Rewrite every line of the items below, requests included, multiplying each x and y coordinate in the answers by 0.9 and rounding to the nearest whole number, with halves rounded up.

+++ Exercise data

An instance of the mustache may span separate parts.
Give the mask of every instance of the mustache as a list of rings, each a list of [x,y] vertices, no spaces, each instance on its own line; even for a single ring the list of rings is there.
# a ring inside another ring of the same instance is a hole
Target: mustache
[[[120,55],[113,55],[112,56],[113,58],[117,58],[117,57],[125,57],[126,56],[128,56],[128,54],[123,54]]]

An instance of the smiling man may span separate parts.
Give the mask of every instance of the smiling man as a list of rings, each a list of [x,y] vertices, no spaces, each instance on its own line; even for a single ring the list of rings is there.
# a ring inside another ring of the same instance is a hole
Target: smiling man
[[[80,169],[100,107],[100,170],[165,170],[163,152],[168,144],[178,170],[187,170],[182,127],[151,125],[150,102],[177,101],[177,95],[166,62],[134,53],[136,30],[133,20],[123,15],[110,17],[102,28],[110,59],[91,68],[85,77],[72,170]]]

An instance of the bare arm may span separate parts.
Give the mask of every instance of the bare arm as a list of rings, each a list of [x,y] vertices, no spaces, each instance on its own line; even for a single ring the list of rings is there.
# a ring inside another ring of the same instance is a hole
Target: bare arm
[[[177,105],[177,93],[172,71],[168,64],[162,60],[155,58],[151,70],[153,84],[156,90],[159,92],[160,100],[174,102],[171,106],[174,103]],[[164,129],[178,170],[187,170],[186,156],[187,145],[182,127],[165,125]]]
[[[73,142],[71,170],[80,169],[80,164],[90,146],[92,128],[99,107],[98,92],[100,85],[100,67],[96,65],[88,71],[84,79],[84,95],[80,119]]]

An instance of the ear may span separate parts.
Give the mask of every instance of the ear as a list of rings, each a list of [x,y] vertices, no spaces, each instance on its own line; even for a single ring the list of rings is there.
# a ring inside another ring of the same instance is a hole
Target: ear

++++++

- Output below
An instance of the mustache may span separate parts.
Give the mask of every instance of the mustache as a list of rings, each a list of [x,y] vertices, no spaces, each instance on its own line; even for a single ring the list of rings is there.
# a ring inside another ring of the same instance is a hole
Target: mustache
[[[108,50],[102,50],[101,50],[102,52],[105,52],[105,51],[113,51],[113,50],[115,50],[115,49],[111,49]]]

An instance of the smiling man may span separate parts.
Give the mask of every instance of the smiling man as a list of rings, each a list of [x,y] vertices, no spaces, each instance on its own line; even for a single ring the list of rings is there.
# a ring inside another ring of the same instance is a hole
Target: smiling man
[[[72,152],[90,96],[90,153],[149,153],[147,137],[151,130],[160,153],[168,153],[164,114],[136,113],[135,92],[159,91],[159,86],[149,56],[121,48],[122,27],[120,18],[111,14],[99,15],[92,25],[99,53],[82,61],[77,69],[65,153]]]

An instance of the bare arm may span separate parts.
Give the mask of every instance of the bare arm as a list of rings, each a list of [x,y] vertices, no spaces, each instance on its own line; even for a single ring the list of rings is there.
# a ring inside another ring of the same instance is a hole
Target: bare arm
[[[159,95],[159,84],[155,64],[151,58],[146,54],[140,52],[136,63],[138,76],[140,81],[143,83],[144,90],[157,92],[154,95],[157,93]],[[148,116],[160,153],[168,153],[167,140],[168,131],[164,114],[149,113]]]
[[[66,128],[64,153],[72,152],[72,148],[81,131],[83,115],[89,96],[88,83],[90,77],[90,60],[86,59],[79,64],[76,71],[76,86],[72,107]]]

An instance of the ear may span separate parts.
Give the mask of every instance of the ear as a list of rings, each a list of [x,y] vertices, no spaces, each instance on its own line; even for a single ring the list of rings is there.
# a ring inside another ring of the same instance is a hole
Target: ear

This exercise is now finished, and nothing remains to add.